Data records
------------------------------------------------
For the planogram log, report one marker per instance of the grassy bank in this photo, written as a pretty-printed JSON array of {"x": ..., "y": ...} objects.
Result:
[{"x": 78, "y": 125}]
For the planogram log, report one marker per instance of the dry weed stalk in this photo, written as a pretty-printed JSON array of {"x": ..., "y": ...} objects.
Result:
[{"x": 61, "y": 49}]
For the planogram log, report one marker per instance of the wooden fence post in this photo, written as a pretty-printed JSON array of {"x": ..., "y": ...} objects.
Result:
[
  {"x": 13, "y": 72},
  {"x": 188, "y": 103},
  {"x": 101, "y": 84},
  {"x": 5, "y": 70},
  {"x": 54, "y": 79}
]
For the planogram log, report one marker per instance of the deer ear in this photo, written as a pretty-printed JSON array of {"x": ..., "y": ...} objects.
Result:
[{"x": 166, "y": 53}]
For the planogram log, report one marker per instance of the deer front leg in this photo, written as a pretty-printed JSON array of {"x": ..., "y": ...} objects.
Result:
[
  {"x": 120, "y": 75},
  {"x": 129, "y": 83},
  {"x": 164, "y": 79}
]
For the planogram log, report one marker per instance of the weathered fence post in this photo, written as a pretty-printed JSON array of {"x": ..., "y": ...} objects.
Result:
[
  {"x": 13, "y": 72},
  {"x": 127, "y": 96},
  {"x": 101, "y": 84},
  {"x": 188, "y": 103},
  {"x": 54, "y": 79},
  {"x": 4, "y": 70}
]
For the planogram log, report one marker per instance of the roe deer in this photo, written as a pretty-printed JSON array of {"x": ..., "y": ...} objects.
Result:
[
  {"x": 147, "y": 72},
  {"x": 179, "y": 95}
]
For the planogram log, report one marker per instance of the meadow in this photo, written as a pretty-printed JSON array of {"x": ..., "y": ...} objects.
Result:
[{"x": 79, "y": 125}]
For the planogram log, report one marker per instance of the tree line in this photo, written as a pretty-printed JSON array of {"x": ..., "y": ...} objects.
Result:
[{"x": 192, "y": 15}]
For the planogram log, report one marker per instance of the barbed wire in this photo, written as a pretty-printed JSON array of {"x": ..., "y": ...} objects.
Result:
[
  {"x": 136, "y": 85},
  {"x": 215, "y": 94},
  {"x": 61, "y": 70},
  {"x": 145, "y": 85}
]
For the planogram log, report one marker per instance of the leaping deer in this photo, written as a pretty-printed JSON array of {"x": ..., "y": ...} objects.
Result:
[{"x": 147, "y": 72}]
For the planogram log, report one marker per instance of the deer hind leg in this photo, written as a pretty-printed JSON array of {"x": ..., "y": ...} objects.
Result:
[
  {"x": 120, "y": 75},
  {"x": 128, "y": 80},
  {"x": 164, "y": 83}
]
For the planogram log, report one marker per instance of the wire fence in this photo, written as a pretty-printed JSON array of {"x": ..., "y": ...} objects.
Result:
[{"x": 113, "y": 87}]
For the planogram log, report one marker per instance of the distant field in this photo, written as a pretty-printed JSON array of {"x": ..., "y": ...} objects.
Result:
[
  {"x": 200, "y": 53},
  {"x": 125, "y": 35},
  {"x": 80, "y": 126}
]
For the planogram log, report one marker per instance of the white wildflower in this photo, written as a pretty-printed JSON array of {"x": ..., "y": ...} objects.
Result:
------------------------------------------------
*GIVEN INSTRUCTION*
Copy out, without any change, every line of the data from the line containing "of the wire" through the last line of the data, inclusive.

*CORRECT RESULT*
For the planogram log, report one marker per instance of the wire fence in this photo, written as a pretty-printed JSON array of {"x": ..., "y": ...} objects.
Result:
[{"x": 113, "y": 87}]
For the planogram log, report one marker per instance of the distant field in this photo, written as a pretty-printed JSON array of {"x": ..., "y": ...} objects.
Result:
[
  {"x": 200, "y": 53},
  {"x": 125, "y": 35},
  {"x": 80, "y": 126}
]
For the planogram log, report one marker per instance of the white wildflower in this photo, written as a pretty-printed JSON array of {"x": ..., "y": ...} objects.
Result:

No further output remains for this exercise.